## Supplied passage
┄┄┄┄┄┄┄┄┄┄┄┄┄┄┄┄┄┄┄┄

Saturday, April 21, 2012

Loss

      Throughout my depression, I feel like I've lost much of myself. My happiness is gone and suicidal thoughts are at my doorstep. I won't let them in. It makes me wonder how much a man can handle before he cracks. The funny thing is that most of it's psychological but this easily manifests as physical symptoms as well. I have once again lost my appetite, my heart rate and blood pressure are up, I don't sleep much anymore, I cry a lot, I have shakes and cold sweats, and my motor skills seem to have slowed down a lot. I have spent much of today in a zone.I feel so sad and broken. I feel like much of the good things in life and things/people that I enjoyed have left me.

┄┄┄┄┄┄┄┄┄┄┄┄┄┄┄┄┄┄┄┄

## Data supplied
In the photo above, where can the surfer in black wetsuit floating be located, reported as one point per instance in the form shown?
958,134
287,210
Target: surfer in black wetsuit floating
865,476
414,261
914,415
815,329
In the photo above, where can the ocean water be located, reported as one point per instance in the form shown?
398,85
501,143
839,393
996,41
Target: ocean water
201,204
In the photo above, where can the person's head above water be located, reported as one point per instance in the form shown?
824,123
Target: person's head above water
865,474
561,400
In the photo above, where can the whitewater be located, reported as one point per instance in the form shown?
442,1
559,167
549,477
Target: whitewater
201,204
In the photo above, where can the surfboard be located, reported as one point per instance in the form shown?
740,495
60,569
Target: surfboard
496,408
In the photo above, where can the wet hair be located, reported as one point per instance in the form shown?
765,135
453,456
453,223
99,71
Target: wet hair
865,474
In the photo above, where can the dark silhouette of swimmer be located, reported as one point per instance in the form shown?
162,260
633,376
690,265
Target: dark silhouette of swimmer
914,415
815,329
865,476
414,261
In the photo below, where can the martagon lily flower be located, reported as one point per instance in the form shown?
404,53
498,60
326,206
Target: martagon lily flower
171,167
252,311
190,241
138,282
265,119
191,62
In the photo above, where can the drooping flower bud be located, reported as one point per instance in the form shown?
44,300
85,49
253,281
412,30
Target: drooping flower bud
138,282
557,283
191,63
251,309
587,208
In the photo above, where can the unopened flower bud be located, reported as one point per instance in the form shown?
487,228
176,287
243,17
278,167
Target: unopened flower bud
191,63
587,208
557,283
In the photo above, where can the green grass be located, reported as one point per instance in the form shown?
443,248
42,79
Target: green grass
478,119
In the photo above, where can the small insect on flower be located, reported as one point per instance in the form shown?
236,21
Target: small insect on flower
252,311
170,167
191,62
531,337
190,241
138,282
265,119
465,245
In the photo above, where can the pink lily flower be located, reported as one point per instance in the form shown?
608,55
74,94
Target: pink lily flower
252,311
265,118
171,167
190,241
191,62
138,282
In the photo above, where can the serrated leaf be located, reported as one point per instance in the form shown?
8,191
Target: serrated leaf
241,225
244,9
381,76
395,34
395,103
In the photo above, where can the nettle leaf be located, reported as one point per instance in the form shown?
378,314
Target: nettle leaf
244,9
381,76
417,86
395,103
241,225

┄┄┄┄┄┄┄┄┄┄┄┄┄┄┄┄┄┄┄┄

## Prompt A
Copy the post titled "Loss" verbatim, from "Throughout my depression, I" to "have left me.", inclusive.
## Prompt B
Using the post titled "Loss", state whether each statement agrees with it, and support each answer with the deciding words quoted from the post: (i) The writer has lost their appetite again. (ii) The writer now sleeps more than before. (iii) The writer's motor skills seem to have slowed down.
## Prompt C
Continue the post titled "Loss" from its final sentence, keeping the same voice and subject.

## Your response A
Throughout my depression, I feel like I've lost much of myself. My happiness is gone and suicidal thoughts are at my doorstep. I won't let them in. It makes me wonder how much a man can handle before he cracks. The funny thing is that most of it's psychological but this easily manifests as physical symptoms as well. I have once again lost my appetite, my heart rate and blood pressure are up, I don't sleep much anymore, I cry a lot, I have shakes and cold sweats, and my motor skills seem to have slowed down a lot. I have spent much of today in a zone.I feel so sad and broken. I feel like much of the good things in life and things/people that I enjoyed have left me.

## Your response B
(i) Yes: "I have once again lost my appetite"
(ii) No: "I don't sleep much anymore"
(iii) Yes: "my motor skills seem to have slowed down a lot"

## Your response C
     Yesterday was awful and scary. I was constantly fighting suicidal thoughts and holding back tears. Then around 6, it all broke out. It has been  a while since I cried that hard and I had a scary impulse to hurt myself. I just wanted the pain to stop. I knew I had to do something so I locked myself in the bathroom until I was able to calm down enough to take my emergency pill. One of my best friends suggested that I read the bible and make a list of things that I am better off without since I have been in so much pain and agony over a broken relationship. I felt quite foolish because I completely forgot about the bible when I was in the midst of my pain. I must ingrain scripture in my mind for comfort and defense. I am making this my homework because it is vital for my spiritual health and my life.